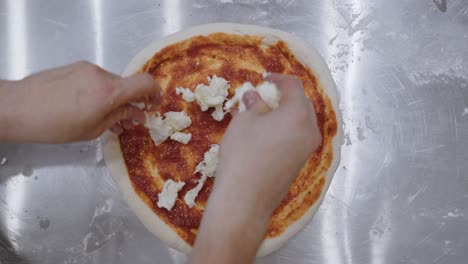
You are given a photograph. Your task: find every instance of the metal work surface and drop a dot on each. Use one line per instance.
(400, 194)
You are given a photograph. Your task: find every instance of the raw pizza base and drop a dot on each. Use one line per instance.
(303, 52)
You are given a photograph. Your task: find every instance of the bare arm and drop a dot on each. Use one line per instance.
(70, 103)
(261, 154)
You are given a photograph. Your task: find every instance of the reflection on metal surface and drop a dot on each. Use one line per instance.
(400, 195)
(17, 38)
(171, 10)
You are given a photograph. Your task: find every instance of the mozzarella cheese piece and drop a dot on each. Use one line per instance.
(187, 94)
(210, 162)
(191, 195)
(268, 91)
(180, 137)
(270, 94)
(161, 129)
(218, 113)
(212, 95)
(177, 121)
(158, 131)
(168, 196)
(207, 168)
(139, 105)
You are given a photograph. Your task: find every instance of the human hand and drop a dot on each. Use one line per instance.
(262, 150)
(72, 103)
(260, 155)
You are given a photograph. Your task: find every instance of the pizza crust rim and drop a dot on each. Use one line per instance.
(305, 53)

Task brief. Please output the data above exactly as given, omitting every picture.

Written reply.
You are given a photograph. Your task: find every instance of the metal work surface and drop a dot on each. Use one line per instance.
(400, 194)
You are given a photograph. Your task: find every instance of the raw pizza base and drop a dot on each. Use one line per instance.
(303, 52)
You are given a photograph. Your task: find every instance of the bare arm and drop a dot on each. Use one line per instance.
(70, 103)
(261, 154)
You are given a photograph. Your task: find every instance of the reflection on metal surface and drop a dot on each. Use one line per instance.
(400, 195)
(17, 38)
(171, 10)
You are given a photograph. Your task: find every instance of the mozzarella cheese piece and drop a dot on each. Use one line per instance.
(187, 94)
(210, 162)
(191, 195)
(268, 91)
(180, 137)
(270, 94)
(161, 129)
(218, 113)
(212, 95)
(177, 121)
(158, 131)
(168, 196)
(207, 168)
(139, 105)
You are given a photograph. Your task: find every instance of the human hand and drop a dot on each. Use one line per instance.
(262, 150)
(72, 103)
(260, 155)
You are given a photograph. Your task: find every instance of the pizza crust rim and drop a dot on each. Use one line per instance.
(305, 53)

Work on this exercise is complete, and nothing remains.